### EXERCISE MATERIAL

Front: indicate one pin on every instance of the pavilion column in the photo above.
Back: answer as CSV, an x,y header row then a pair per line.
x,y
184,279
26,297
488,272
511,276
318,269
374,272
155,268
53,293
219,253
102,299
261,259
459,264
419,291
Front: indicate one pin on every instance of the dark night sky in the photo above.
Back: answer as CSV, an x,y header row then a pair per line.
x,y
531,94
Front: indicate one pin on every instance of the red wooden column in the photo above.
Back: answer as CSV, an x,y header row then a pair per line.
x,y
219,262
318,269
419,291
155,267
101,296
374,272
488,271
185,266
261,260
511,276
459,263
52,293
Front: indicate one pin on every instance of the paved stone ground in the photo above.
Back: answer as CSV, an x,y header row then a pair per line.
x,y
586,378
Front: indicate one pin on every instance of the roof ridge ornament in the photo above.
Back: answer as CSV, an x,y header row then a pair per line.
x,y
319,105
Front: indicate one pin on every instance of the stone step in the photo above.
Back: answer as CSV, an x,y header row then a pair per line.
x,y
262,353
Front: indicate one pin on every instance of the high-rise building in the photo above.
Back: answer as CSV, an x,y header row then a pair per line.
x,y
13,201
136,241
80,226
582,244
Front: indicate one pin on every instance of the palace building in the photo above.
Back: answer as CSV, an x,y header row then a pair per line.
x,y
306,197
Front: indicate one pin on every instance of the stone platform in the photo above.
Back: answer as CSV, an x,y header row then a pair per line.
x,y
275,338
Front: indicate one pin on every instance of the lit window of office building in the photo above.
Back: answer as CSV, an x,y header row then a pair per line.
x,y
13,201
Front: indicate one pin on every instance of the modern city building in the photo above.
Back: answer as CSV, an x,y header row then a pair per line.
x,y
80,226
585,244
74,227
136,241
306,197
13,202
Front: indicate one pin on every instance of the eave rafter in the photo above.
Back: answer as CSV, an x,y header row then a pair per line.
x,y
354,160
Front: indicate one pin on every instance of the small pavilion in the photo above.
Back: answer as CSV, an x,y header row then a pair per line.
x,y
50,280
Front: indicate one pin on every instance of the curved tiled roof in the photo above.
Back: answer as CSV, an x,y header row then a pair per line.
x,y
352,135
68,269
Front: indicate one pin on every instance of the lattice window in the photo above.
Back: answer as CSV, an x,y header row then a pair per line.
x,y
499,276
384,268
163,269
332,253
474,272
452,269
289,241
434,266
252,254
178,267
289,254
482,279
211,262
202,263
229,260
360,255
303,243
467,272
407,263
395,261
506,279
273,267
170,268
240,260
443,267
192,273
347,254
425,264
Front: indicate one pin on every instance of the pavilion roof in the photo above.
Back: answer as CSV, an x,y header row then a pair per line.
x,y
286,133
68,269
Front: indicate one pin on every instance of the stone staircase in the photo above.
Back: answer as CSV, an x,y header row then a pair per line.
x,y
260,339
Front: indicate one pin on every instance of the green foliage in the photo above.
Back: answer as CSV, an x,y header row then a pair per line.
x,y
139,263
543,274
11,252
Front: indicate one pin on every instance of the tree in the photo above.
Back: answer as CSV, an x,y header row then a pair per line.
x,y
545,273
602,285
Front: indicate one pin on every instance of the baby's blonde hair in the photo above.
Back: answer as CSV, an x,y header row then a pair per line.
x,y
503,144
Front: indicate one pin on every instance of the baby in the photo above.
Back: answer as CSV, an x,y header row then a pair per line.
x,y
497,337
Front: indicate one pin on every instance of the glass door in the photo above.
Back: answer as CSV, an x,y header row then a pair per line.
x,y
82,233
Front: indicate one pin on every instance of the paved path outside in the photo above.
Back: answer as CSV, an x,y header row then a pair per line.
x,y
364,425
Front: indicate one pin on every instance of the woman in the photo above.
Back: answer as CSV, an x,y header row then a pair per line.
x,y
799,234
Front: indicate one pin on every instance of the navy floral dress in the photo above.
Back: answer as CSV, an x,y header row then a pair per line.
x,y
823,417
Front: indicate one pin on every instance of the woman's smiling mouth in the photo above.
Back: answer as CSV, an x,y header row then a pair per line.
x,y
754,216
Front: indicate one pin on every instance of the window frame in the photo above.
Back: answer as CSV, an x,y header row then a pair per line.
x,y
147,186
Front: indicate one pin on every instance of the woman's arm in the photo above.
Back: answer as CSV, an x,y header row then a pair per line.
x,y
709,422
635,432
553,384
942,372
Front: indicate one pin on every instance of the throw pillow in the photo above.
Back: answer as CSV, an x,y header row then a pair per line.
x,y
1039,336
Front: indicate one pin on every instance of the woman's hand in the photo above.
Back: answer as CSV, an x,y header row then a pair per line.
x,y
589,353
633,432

### WHAT TO DO
Locate the line that contains "Front: indicate one pin on every instance of the tree", then please quote it and every line after it to the end of the entries above, exactly and with nothing else.

### OUTPUT OF THE TASK
Front: indicate one pin on every instance of the tree in the photo above.
Back: answer as CSV, an x,y header row then a pair per line.
x,y
545,273
602,285
Front: indicate one pin on every instance of the baby's blonde hair in the photo above.
Back: answer as CSV, an x,y header row then a pair per line.
x,y
503,144
Front: indicate one pin on every instance of the baby in the photo above.
Back: answer as CSV, an x,y header row then a pair per line.
x,y
497,337
Front: indicate one pin on every instance of the glass door in the photo above.
Back: answer as CSV, an x,y header row then a pair per line.
x,y
82,233
Front: indicate one pin on every instance of the paved path outside in the photo above.
Back: answer as CSV, an x,y header row then a pair per line.
x,y
364,425
Front: indicate one pin on every instance of the woman in the photo above.
Back: answer as CSV, an x,y header row then a pair per line.
x,y
799,234
Front: indicate one pin on every instance of the navy floral dress in the photo above.
Back: answer as CSV, an x,y header row then a pair per line.
x,y
823,417
Front: indicate one pin on every instance of the woman's smiling mouth in the photo above.
Back: answer as CSV, an x,y header row then a pair per line.
x,y
754,216
Front: indicate one pin on every instance of the window frame in the photo above.
Back: answer as CSV, an x,y header row then a pair per line.
x,y
147,186
Front: indicate one pin on every instance of the woman's arm in the photo above.
Back: answer as CSV, an x,y header row then a pair per line.
x,y
709,422
635,432
553,384
942,372
Front: indicate one pin on every instance of the throw pillow in the photo above.
Back: answer as CSV, an x,y header row then a pair per line.
x,y
1039,336
Front: indicate one pin on every instance of the woman's hand in the photo above.
Back: answer as CSV, an x,y header row then a pair per line.
x,y
589,353
633,432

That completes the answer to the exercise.